● **WORK TO COMPLETE**:
Reproduce all of the records below word for word, leaving out the pictures.

(Image location labeling entries)

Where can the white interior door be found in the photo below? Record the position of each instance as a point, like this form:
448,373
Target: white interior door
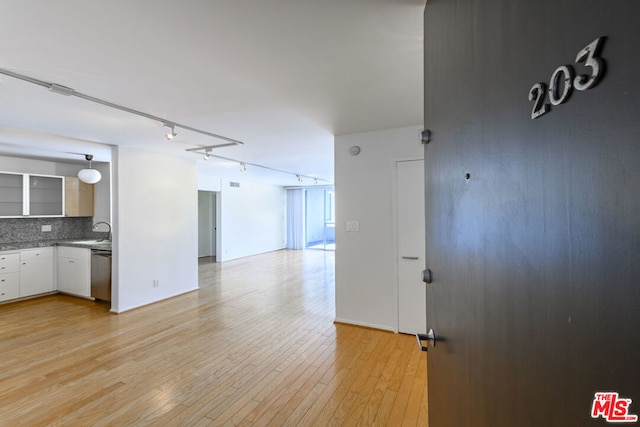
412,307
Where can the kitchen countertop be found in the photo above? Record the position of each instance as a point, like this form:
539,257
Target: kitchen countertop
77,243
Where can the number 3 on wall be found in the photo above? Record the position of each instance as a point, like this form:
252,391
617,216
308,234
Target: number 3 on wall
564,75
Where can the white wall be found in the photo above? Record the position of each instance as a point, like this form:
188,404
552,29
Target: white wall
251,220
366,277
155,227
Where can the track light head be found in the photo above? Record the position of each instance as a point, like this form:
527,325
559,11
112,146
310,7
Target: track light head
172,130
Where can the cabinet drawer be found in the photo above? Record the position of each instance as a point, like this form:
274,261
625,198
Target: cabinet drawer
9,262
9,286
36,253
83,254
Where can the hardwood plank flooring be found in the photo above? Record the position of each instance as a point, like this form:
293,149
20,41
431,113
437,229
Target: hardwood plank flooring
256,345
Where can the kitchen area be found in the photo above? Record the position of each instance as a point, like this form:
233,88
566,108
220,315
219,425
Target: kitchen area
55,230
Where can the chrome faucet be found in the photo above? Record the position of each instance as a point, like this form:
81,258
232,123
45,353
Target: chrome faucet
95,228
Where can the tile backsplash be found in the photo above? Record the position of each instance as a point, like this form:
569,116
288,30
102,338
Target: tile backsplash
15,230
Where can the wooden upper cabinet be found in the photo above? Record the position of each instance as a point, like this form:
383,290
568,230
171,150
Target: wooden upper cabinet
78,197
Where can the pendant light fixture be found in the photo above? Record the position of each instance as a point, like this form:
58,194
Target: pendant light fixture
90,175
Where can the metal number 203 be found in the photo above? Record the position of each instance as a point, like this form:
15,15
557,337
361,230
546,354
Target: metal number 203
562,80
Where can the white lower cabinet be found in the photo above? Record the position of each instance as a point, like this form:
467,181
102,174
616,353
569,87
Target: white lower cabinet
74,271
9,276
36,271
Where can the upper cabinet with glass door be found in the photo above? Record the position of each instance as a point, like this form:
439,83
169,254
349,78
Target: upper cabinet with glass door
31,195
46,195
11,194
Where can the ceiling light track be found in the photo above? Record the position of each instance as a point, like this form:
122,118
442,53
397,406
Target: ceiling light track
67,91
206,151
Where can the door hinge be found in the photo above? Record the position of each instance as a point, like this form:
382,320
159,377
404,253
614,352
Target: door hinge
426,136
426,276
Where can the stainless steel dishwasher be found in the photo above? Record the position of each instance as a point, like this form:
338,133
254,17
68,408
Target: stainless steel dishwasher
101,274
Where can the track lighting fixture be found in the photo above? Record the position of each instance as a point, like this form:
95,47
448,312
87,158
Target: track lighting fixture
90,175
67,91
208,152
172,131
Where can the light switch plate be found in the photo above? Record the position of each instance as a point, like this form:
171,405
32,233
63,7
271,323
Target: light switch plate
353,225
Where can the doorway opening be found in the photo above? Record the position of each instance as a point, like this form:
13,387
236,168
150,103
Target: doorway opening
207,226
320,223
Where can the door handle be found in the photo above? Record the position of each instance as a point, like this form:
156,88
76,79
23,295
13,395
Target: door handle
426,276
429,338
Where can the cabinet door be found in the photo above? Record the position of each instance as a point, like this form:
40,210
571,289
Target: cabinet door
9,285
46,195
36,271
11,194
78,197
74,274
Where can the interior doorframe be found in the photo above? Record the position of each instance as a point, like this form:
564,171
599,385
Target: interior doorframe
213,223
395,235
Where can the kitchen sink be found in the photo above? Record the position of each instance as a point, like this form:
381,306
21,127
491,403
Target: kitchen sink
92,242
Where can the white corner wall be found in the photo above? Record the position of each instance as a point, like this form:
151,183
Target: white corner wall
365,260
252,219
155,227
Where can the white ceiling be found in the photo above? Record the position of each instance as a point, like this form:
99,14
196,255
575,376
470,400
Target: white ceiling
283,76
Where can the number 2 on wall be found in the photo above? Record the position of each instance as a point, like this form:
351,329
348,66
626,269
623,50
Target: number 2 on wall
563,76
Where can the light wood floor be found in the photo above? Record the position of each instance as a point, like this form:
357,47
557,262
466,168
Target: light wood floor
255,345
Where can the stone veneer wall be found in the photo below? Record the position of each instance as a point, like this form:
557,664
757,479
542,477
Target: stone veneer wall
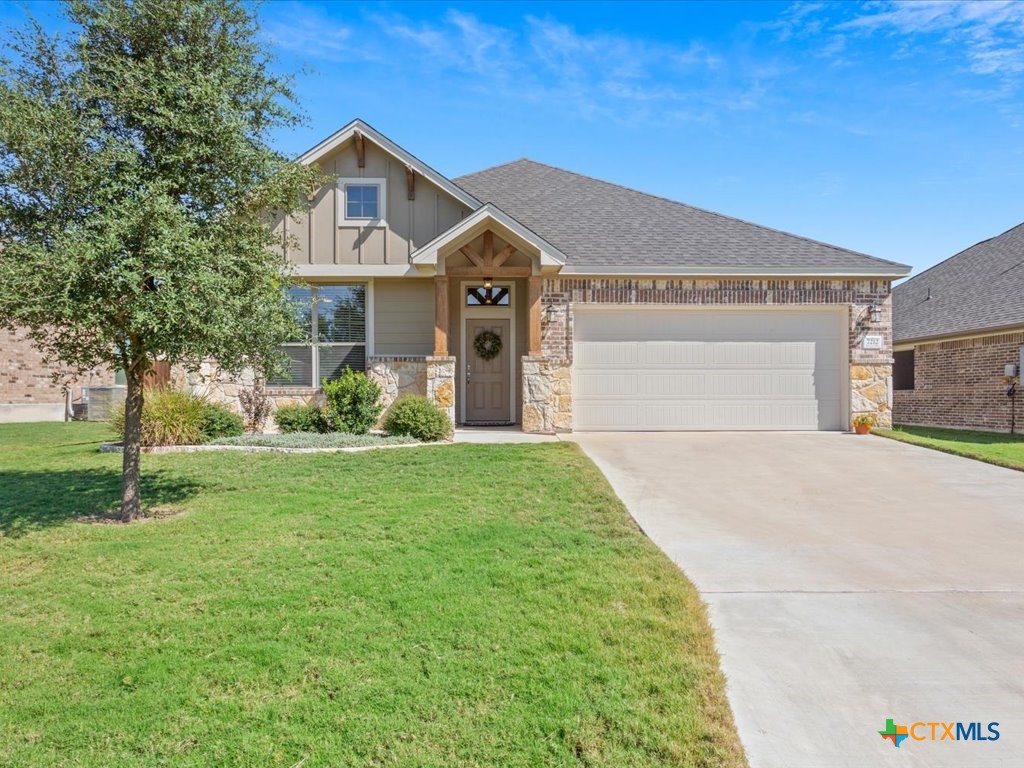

● **RESULT FOR THIS EXERCISE**:
Where can the white interior door be found in the photo below? Record the position of each instance as a point, like this form:
448,373
Target: white interior door
412,307
Where can the kitchen countertop be found in the photo above? Record the position of each instance as a point, like this form:
539,257
Target: kitchen countertop
77,243
Where can the number 3 on wall be found in the photo above? Record the position of each instance as a point, like this form:
252,391
617,216
308,234
Target: number 3 on wall
564,75
Where can the white wall be found in the photo above? Record the position of each instance as a point, like this form:
188,404
552,29
Target: white wall
251,220
366,277
155,227
Where can the track light head be found in the photo above? Record the position of each instance as a point, like this form:
527,325
559,11
112,146
310,7
Target: track light head
172,130
Where can the cabinet drawer be found in the photo above? Record the position of each instance as a point, like this form:
274,261
625,198
Target: cabinet drawer
9,262
9,286
36,253
83,254
Where can the hardwood plank flooring be found in the photo above? Record the position of each instance as a point, like this form:
293,149
20,41
431,113
437,229
Target: hardwood plank flooring
256,345
Where can the kitchen area be found in the photo above? Record the position of each instance as a point, like this form:
233,88
566,108
220,315
219,425
Target: kitchen area
55,230
Where can the chrome faucet be found in the photo above? Record the position of each instance as a point, like this form:
81,258
232,123
45,353
Target: chrome faucet
95,228
Where can the tile backsplash be found in the photo above? Record the position of each instance as a point, like this form:
569,116
288,30
102,338
Target: tile backsplash
15,230
Where can the wooden upper cabinet be found in the photo above? Record the position of each instance as a point, like this form:
383,290
568,230
171,150
Target: wooden upper cabinet
78,197
Where can the pendant light fixture be found in the photo above? Record the position of each instance as a point, like this form:
58,194
Target: pendant light fixture
90,175
Where can the metal number 203 be found in the photo above? Record the position of each instance as a point, like this form:
15,15
557,337
361,230
546,354
Target: metal number 203
562,80
Where can the white lower cabinet be found in the photo above? Record the position of each instance as a point, like this form:
467,181
102,174
616,353
569,87
Target: white lower cabinet
74,271
9,276
36,271
Where can the upper cabinet with glass door be found in the photo above? Record the position of each instance as a point, like this form:
439,83
169,254
349,78
Target: upper cabinet with glass door
31,195
46,195
11,194
Where can the ceiling light track be found in the photo above? Record the position of each instance as a point, like this form:
122,118
442,53
397,406
Target: ceiling light track
67,91
206,151
Where can the door hinge be found in the photo above? Record the position of each instance as a point, like this form:
382,320
159,377
404,253
614,352
Target: door hinge
426,136
426,276
Where can the stainless steel dishwasher be found in the photo above? Record the position of each instance as a point, like this form:
338,133
254,17
68,408
Target: stainless steel dishwasher
101,274
Where can the track lighting fixture be found in the photo above? Record the position of each instance as a point, like this form:
95,47
448,312
87,158
Target: track lighting fixture
90,175
67,91
208,152
172,131
Where can the light switch plate be found in the photo above? Record the position of each instance as a point, like this form:
171,405
32,233
63,7
271,323
Target: light switch plate
353,225
Where can the doorway opening be found in the photo above? Record the position of each instance as a point, like this form:
13,387
236,168
150,103
Target: doorway opening
207,226
320,223
Where can the door handle be found in the photo above? Record the position of each instance as a point, like this form:
156,88
76,79
23,295
13,395
Target: door handle
426,276
429,338
Where can the cabinet door be found in the photo above? Record the position of each instance as a point, like this form:
40,210
571,289
Target: cabinet door
9,285
46,195
36,271
11,194
78,197
74,274
Where can the interior doorframe be found in the photo above? Record the position of each instance as a point, like this form:
564,171
599,385
Target: interior doorframe
213,223
395,235
Where can the kitchen sink be found in the photo above? Record the position of each instance as a point, like this form:
381,306
21,127
491,403
Target: kitchen sink
92,242
Where can the white corner wall be found in the photo above? Record the position of each instance as a point, like this form:
151,183
Target: white corner wall
365,260
252,219
155,227
Where can the white ceiling be found in the photo above? Record the position of each instance as a point, like this form:
99,14
196,255
575,376
470,400
Target: white ceiling
283,76
Where can the number 2 on wall be found in the photo above? Record the position of each instance as a point, like this form:
351,329
348,66
626,269
623,50
Target: number 2 on wall
563,76
Where can the light wood floor be found in the photo above? Record the position of each instance as a point, like this form:
357,47
557,262
466,168
Target: light wood floor
255,345
Where can the stone veneer wall be found in the photo below? Record the position of each instance as a point, like this form:
557,664
757,479
542,477
Target: stone veneer wall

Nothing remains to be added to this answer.